* [Supplied passage]
┄┄┄┄┄┄┄┄┄┄┄┄┄┄┄┄┄┄┄┄

Show me a wiki that makes it easy to create tables, for example, compare 
RadeonProgram from the x.org wiki:


||<-2 style="text-align: center; background-color: #666666">  '''Native''' ||<style="text-align: center; background-color: #666666">  '''R100''' ||<style="text-align: center; 
background-color: #666666">  '''R200''' ||<style="text-align: center; background-color: #666666">  '''R300''' ||<style="text-align: center; background-color: #666666">  '''R400''' 
||<style="text-align: center; background-color: #666666">  '''RS690''' ||<style="text-align: center; background-color: #666666">  '''R500''' ||<style="text-align: center; 
background-color: #666666">  '''R600''' ||<style="text-align: center; background-color: #666666">  '''R700''' ||

. . . that's one line of cells. One. Ugly. Compare it to:


   <ti>This is an example for indentation</ti>
   <ti>more stuff</ti>

Which is easier to read and instantly comprehend?

Yes, but the wiki layout is badly written, you should be comparing it to:

|| '''Native''' || '''R100''' || '''R200''' || '''R300''' || '''R400''' || 
'''RS690''' || '''R500''' || '''R600''' || '''R700''' ||

I think this reads ok? In fact with a bit of thought from some premade styles even the ''' bit should go?

By moving to a wiki, you'll lose a huge percentage of what GuideXML can do, in exchange for 
"quicker" and "easier" editing and creation of docs, though neither of these 
have been qualified.

I think this summarises the basic tradeoff - you trade editing speed for "simplicity" of syntax and readability. Clearly as your example shows it's possible to write complicated looking stuff in any syntax though, but in general wiki's win where the content is most important and styling is done separately using CSS (a bit like guideXML really)

  As some others on this list have mentioned, wiki syntax is downright ugly and 
simply not as consistent or readable as plain ol' XML or HTML.

I think this is a point of contention. Certainly it was a design goal for the wiki syntax to be simple and easily readable, but one man's "simple" is another mans XML...

┄┄┄┄┄┄┄┄┄┄┄┄┄┄┄┄┄┄┄┄

* [Record excerpts]
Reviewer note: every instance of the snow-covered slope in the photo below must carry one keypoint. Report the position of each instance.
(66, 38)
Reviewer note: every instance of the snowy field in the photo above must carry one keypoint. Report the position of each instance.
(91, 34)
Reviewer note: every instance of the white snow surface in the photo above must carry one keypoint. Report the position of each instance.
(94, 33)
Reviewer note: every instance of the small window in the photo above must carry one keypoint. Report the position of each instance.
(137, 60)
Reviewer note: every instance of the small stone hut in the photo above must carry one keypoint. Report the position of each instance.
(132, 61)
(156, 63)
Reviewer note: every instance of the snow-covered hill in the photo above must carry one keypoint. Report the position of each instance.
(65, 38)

┄┄┄┄┄┄┄┄┄┄┄┄┄┄┄┄┄┄┄┄

Could you carry on the wiki-syntax discussion from its final sentence? The items have nothing to do with the wiki-syntax discussion.

* [Expected output]
 From what I've seen, the biggest objection to GuideXML is folks don't want to 
take the time to learn a few tags. Well, you'll have to learn tags and syntax 
for either system, so pick your poison. I've yet to see a wiki that even has as 
much sense as HTML, which is pretty low on the totem pole of consistency.

Actually I think GuideXML is excellent - if there is a wiki style engine which allows you to post in GuideXML then we should do it?

I think it's not an objection to the GuideXML which is the problem, but creating a system which can be edited quickly and easily in a granular fashion. Eg imagine all the guideXML docs being in a git repo with open access to pull/push changes - you could build a web engine around that which rebuilds the web pages interactively as people push edits and this would be cool! In the meantime wiki's are just trying to solve the same goal of easy edits with small granularity of edits

However, I love the idea of a "wiki" based around git using GuideXML! (probably it kind of works like this right now - I think it's the access control which is the secret sauce...)

I ain't out to stop ya'll from using a wiki. I do agree that they have some 
advantages. However, I will point out how limited wikis are. They're not a 
magic bullet that will solve all our problems.